____ INFORMATION PROVIDED
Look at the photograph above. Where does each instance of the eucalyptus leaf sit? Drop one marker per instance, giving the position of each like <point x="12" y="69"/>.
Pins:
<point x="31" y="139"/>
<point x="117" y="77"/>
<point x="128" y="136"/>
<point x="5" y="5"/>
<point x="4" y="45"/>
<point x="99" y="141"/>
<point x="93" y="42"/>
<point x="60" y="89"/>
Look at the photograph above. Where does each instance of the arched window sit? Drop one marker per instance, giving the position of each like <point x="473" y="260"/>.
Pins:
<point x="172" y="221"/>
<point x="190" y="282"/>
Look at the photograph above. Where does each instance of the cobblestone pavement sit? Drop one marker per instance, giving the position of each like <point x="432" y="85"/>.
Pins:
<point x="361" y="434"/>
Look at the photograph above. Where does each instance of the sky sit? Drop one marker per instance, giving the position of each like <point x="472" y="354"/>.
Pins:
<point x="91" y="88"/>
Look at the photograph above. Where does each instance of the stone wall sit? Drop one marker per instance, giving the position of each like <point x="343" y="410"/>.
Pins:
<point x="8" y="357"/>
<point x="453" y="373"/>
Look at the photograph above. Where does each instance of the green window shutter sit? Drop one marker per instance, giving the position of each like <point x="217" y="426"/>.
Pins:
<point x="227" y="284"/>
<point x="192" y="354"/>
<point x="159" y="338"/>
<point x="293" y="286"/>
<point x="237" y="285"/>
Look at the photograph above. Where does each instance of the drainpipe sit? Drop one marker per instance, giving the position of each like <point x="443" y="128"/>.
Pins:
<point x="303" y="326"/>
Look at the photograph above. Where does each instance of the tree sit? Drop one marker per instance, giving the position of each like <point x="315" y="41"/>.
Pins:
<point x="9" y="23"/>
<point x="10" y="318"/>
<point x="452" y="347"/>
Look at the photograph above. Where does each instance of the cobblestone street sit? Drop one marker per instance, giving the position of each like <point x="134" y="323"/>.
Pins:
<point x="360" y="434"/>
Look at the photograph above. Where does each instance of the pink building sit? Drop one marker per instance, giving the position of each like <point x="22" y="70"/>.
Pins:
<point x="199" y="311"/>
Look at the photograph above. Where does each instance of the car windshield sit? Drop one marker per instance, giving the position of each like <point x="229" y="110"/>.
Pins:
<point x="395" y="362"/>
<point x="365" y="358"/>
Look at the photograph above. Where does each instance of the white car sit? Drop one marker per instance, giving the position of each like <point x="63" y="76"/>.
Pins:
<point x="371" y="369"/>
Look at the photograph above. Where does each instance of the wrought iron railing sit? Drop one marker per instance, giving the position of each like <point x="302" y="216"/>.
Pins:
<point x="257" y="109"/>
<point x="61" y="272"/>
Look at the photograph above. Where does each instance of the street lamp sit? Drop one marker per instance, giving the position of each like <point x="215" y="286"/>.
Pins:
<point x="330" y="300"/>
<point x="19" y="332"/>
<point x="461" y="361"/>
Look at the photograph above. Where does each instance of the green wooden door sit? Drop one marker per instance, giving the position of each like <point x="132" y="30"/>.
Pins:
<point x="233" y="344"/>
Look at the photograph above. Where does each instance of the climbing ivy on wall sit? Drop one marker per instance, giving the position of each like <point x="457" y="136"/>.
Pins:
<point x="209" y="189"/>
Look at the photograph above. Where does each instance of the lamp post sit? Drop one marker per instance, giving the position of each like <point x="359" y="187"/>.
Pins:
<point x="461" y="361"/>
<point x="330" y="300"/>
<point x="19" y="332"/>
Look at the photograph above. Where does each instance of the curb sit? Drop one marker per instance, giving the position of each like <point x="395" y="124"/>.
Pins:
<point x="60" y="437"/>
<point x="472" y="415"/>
________
Set down every entry again, exactly as written.

** EXERCISE ANSWER **
Look at the photograph above. Where does each instance of the eucalyptus leaf sit? Drop one marker per instance, giving the position of each like <point x="12" y="69"/>.
Pins:
<point x="31" y="139"/>
<point x="117" y="77"/>
<point x="128" y="136"/>
<point x="5" y="5"/>
<point x="4" y="45"/>
<point x="99" y="141"/>
<point x="93" y="42"/>
<point x="60" y="89"/>
Look at the photograph above. Where does each instance of the arched window sit? Drop one marker per instance, giving the position of each like <point x="473" y="260"/>.
Pins:
<point x="172" y="221"/>
<point x="190" y="282"/>
Look at the photograph above. Where does each instance of the cobblestone pavement sit? Drop one marker per instance, giving the position of each like <point x="432" y="85"/>.
Pins:
<point x="361" y="434"/>
Look at the photograph above. Where does each instance of the sky sit? Drop one marker per instance, giving the position of each like <point x="472" y="354"/>.
Pins:
<point x="91" y="88"/>
Look at the photograph above. Where does each instance of the stone wall sit? Drop one marker per instance, giving the position of each like <point x="343" y="410"/>.
Pins:
<point x="8" y="357"/>
<point x="453" y="373"/>
Look at the photograph above. Where does each instance of the green window shutter sit? Drop one marker per instance, giving the position of each like <point x="217" y="426"/>.
Pins:
<point x="227" y="284"/>
<point x="192" y="354"/>
<point x="159" y="338"/>
<point x="293" y="286"/>
<point x="237" y="285"/>
Look at the photograph above. Where does each instance of the drainpipe sit? Drop one marker per instance, giving the position of each like <point x="443" y="128"/>.
Pins:
<point x="303" y="326"/>
Look at the photograph above. Where does each instance of the tree sit? Drop one marker per instance, giving the position of each like <point x="315" y="41"/>.
Pins:
<point x="9" y="23"/>
<point x="10" y="318"/>
<point x="452" y="347"/>
Look at the photograph above. Where does each instance of the cobblestone street sit? Drop one marker per instance, giving the position of each like <point x="134" y="323"/>.
Pins:
<point x="360" y="434"/>
Look at the photograph above. Where does each instance of the pink building sit? Drop one marker per instance, giving the position of each like <point x="22" y="70"/>.
Pins:
<point x="199" y="311"/>
Look at the photograph above. Where does each instance of the car windshield sit? Drop one marker per instance, giving the position of each like <point x="229" y="110"/>.
Pins:
<point x="395" y="362"/>
<point x="365" y="358"/>
Look at the photograph above. Where does each instance of the white car sit? Drop one marker per instance, giving the position of each like <point x="63" y="76"/>.
Pins:
<point x="371" y="369"/>
Look at the photograph above. Where does each instance of the wrought iron railing sit? Drop one marker per instance, giving the position of each like <point x="302" y="216"/>.
Pins:
<point x="257" y="109"/>
<point x="61" y="272"/>
Look at the photograph above. Where does each instance of the street lamp sit? Drop one marker per instance, giving the position of each like <point x="215" y="286"/>.
Pins:
<point x="330" y="300"/>
<point x="19" y="332"/>
<point x="461" y="361"/>
Look at the photograph above. Where does each instance of the green wooden door sit? Drop one marker per instance, giving the position of each like <point x="132" y="30"/>.
Pins:
<point x="233" y="344"/>
Look at the photograph above. Where does each instance of the climbing ivy on wall sit? Drop one marker per instance, giving the position of each like <point x="457" y="136"/>.
Pins:
<point x="209" y="189"/>
Look at the photograph above. Where does each instance of the lamp post sit? Drop one marker per instance, giving the position of each like <point x="359" y="187"/>.
Pins:
<point x="461" y="361"/>
<point x="330" y="300"/>
<point x="19" y="332"/>
Look at the photograph above. Where does each instance of the curb sit? Drop one marker per instance, giving the position of each like <point x="395" y="124"/>.
Pins:
<point x="60" y="437"/>
<point x="472" y="415"/>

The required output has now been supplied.